**** EXCERTO SELECIONADO
O fato preto e a máscara de proteção, em forma de bico de pássaro, usados pelos médicos na assistência aos doentes atingidos pela peste negra estão entre as peças mais procuradas no Museu da Farmácia.
Durante as visitas virtuais que o museu está a realizar às escolas, a reação dos alunos é de surpresa ao constatarem nos vídeos preparados para explicar este período da história da saúde e da farmácia que apenas alguns médicos usavam máscara de proteção, contou à agência Lusa o curador do museu, Gonçalo Magano.
“É muito engraçado, são crianças e a reação que têm primeiro é ´então onde é que estão as máscaras?’”, relatou o curador, que também participa nestas visitas, durante as quais explica que agora a população usa máscara, mas que à data só o médico é que usava essa proteção. “E mesmo assim não eram todos”, afirmou.
Neste módulo da visita, revela-se a primeira máscara de proteção, no contexto da peste negra, e surge a segunda reação da plateia – “Bem, isto antes parecia bem pior!”.
Para Gonçalo Magano, a pandemia de covid-19 é “o tormento do século XXI”, mas deve ser apresentada aos alunos no contexto de outras doenças, como a peste negra ou a gripe espanhola, vivida há cem anos. “Obviamente que temos de falar das coisas à medida do seu tempo e nunca desvalorizando o grande problema pelo qual estamos a passar (…), mas quando mostramos o impacto que teve uma peste negra ou uma gripe espanhola (…) acho que surge aqui alguma força, alguma esperança de que as coisas vão correr bem e que o ser humanos com menos do que tem agora já conseguiu dar a volta às coisas”, defendeu.
********
# TAREFAS A REALIZAR:
A) Indique se cada afirmação está de acordo com o texto sobre o Museu da Farmácia, justificando com as palavras exatas do texto: (i) o curador do museu chama-se Gonçalo Magano; (ii) na época da peste negra, todos os médicos usavam máscara de proteção; (iii) as visitas que o museu realiza às escolas são presenciais.
B) Com base no texto sobre o Museu da Farmácia, responda às perguntas seguintes:
(i) Que forma tinha a máscara de proteção usada pelos médicos durante a peste negra?
(ii) A que agência relatou o curador a reação dos alunos?
(iii) Como designa Gonçalo Magano a pandemia de covid-19?
C) Prossiga o texto sobre o Museu da Farmácia a partir da última frase apresentada.
**** REGISTOS APRESENTADOS
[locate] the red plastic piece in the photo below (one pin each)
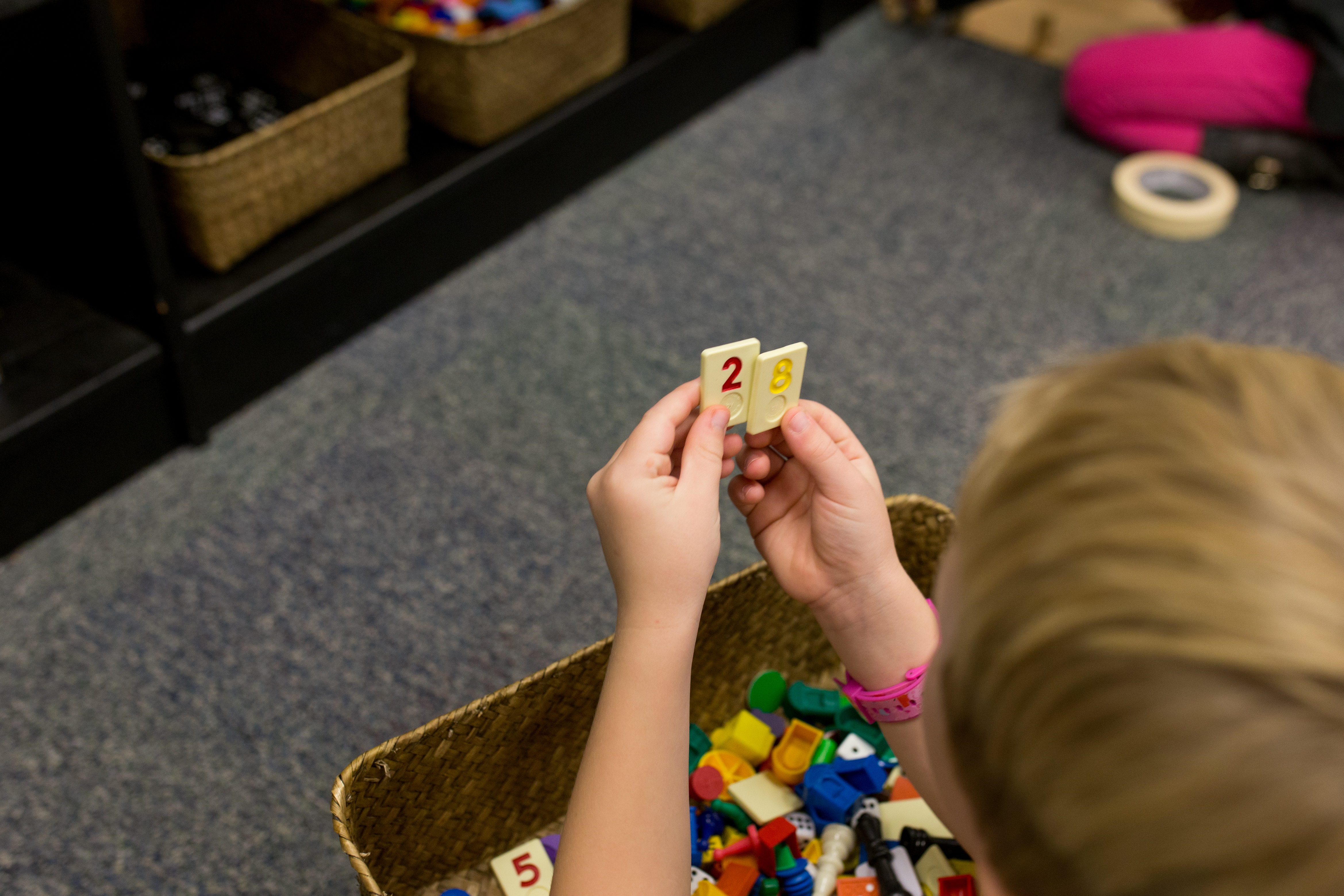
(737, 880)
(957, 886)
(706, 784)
********
**** REGISTOS APRESENTADOS
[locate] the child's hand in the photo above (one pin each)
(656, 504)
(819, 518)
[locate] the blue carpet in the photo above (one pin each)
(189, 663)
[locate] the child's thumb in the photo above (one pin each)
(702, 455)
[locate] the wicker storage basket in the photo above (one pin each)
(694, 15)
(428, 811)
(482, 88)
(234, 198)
********
# RESPOSTAS POR TAREFA:
A)
(i) Sim: "contou à agência Lusa o curador do museu, Gonçalo Magano".
(ii) Não: "E mesmo assim não eram todos".
(iii) Não: "Durante as visitas virtuais que o museu está a realizar às escolas".

B)
(i) Tinha a forma de bico de pássaro.
(ii) Relatou-a à agência Lusa.
(iii) Designa-a como "o tormento do século XXI".

C)
A ideia está a ser bem acolhida por alunos e professores, o que permitiu ao museu avançar para o passo seguinte e abrir inscrições para o público em geral. Neste momento está em cima da mesa a possibilidade de uma família agendar uma data para visitar o museu a partir de casa. Através das redes sociais é possível passar uma hora no museu.
“Os museus têm como missão partilhar os objetos e a história deles, nada substitui uma visita física ao museu, estar com os objetos que fazem parte da História. Mas vivemos num país que é muito mais do que Lisboa e Porto, num país que tem ilhas, e esta visita virtual não só se torna acessível a qualquer canto do país, qualquer escola de Évora, de Beja, do Algarve – embora tenhamos várias escolas que nos visitavam e que faziam estes quilómetros todos – como agora estamos muito mais apetecíveis àqueles que estão longe”, sustentou.
Criada em tempo de crise, a medida veio para ficar, assegurou o curador: “Mesmo depois de tudo isto terminar, este é um produto que se poderá renovar. Hoje temos estes oito temas, mas nada dos diz que daqui a um ano e meio não tiramos as máscaras da peste e a luta contra as epidemias para colocar outro tema que entre em voga e que faça sentido falar dentro da História da Saúde”.
Na vasta e diversificada coleção do museu a peça que mais tem captado a atenção dos visitantes, “pela sua atualidade” é a máscara da peste negra, “sem dúvida alguma”, referiu Gonçalo Magano.
“Relaciona-se com uma peste, uma doença, com uma das doenças mais conhecidas. Temos a gripe espanhola, que foi devastadora, mas a peste negra está mais na memória das pessoas, não só pelo nome, mas pela sua dimensão” e pela insuficiência de meios, admitiu.
Se a gripe espanhola foi desoladora há cem anos, a peste negra teve três surtos: século XIV, século XVII, século XIX e “ainda há casos de peste negra neste momento nos EUA”.
Outros clássicos que atraem a atenção do público são um sarcófago do Antigo Egito, onde saúde e religião “andavam de mãos dadas” e peças pré-colombianas, como vasos usados pelos maias, incas e astecas na preparação e conservação de remédios.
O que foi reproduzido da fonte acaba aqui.